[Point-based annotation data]

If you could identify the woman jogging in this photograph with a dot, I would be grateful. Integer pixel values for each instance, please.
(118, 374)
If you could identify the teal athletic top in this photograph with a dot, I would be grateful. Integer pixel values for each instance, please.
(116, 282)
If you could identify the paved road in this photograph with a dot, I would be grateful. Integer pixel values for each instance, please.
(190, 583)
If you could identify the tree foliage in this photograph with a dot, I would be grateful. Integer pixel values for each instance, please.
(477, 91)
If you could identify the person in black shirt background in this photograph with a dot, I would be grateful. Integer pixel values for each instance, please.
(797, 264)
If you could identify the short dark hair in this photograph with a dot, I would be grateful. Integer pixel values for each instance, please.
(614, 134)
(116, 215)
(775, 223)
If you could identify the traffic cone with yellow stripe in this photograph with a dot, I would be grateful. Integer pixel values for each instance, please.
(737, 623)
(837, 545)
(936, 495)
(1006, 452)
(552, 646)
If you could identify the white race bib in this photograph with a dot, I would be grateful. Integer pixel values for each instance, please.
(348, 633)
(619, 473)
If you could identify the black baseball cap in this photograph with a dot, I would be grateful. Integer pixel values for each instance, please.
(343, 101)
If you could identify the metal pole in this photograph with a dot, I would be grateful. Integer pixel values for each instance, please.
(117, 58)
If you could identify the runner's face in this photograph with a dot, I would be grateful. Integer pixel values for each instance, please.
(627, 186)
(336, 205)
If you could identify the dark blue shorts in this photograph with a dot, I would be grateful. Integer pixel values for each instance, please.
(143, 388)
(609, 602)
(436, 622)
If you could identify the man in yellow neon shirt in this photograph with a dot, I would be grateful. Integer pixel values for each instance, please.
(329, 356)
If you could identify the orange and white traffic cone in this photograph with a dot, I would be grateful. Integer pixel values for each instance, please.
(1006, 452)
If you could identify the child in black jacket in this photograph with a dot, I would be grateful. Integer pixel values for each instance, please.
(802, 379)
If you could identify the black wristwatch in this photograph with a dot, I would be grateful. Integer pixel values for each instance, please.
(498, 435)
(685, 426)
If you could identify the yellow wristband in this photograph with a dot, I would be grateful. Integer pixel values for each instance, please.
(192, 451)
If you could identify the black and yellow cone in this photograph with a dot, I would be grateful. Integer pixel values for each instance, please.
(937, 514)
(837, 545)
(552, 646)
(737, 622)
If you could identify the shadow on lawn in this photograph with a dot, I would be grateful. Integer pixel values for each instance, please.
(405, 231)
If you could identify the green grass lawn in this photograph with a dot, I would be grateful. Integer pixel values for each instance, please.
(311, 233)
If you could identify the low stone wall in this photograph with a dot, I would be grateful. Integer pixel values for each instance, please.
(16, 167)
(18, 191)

==

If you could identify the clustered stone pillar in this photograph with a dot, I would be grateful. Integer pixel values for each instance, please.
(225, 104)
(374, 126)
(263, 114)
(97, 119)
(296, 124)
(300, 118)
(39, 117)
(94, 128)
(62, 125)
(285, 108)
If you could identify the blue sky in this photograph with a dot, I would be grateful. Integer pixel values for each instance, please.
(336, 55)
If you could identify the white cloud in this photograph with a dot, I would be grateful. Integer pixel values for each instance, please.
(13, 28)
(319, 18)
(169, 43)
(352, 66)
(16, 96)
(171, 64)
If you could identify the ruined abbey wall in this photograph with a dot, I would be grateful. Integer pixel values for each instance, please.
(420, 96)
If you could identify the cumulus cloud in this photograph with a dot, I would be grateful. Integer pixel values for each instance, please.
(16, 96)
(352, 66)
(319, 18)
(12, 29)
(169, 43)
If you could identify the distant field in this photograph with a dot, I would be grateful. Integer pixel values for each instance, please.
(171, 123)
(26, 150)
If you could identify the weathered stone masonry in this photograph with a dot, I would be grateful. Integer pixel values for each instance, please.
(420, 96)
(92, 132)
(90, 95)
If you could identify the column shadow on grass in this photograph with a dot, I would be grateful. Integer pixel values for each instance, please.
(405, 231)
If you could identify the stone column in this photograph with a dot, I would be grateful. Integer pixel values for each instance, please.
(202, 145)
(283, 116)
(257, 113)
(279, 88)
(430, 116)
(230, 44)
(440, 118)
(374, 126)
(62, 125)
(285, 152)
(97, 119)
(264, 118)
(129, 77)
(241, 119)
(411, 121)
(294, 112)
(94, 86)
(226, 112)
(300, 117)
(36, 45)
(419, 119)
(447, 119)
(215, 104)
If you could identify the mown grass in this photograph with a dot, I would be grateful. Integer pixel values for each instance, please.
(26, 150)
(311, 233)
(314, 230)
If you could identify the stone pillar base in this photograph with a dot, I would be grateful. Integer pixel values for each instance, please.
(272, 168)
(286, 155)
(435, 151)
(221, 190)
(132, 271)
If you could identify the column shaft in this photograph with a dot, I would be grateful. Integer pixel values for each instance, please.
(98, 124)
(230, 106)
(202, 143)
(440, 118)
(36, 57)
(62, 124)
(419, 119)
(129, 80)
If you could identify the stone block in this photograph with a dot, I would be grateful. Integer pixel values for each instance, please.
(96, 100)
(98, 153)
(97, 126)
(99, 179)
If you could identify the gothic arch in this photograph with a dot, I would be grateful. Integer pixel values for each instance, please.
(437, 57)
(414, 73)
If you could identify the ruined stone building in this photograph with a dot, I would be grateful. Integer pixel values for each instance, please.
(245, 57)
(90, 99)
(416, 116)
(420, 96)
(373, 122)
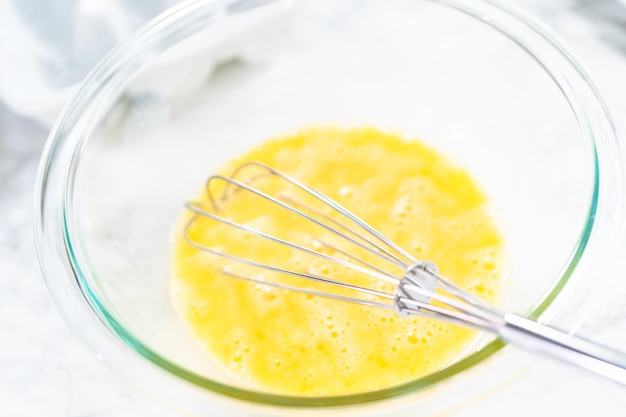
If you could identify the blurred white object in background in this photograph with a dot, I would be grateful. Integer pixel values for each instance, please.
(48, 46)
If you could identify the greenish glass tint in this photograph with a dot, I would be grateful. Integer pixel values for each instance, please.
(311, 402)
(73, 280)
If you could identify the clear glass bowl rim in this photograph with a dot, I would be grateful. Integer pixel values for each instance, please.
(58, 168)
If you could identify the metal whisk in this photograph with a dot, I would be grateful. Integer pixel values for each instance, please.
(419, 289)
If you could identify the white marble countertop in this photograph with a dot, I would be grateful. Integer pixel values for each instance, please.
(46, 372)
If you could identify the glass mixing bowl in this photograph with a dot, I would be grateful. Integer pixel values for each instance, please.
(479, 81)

§ **Short exercise**: Report each line in the items above that contains the word "yellow", copying every such line in full.

§ **Result**:
If you could identify the traffic cone with yellow stripe in this photograph with a dot, I would be grateful. Integer pixel values for each instance, please.
If you could identify the man in yellow neon shirt in this photograph with a dot, I would be grateful. Integer pixel values for each instance, please.
If you could identify the yellow wristband in this photograph with a dot, I would be grateful. Integer pixel values for each instance, please.
If you could identify the black and yellow cone in this photograph with a dot, I would be grateful. Integer pixel values for each instance, please.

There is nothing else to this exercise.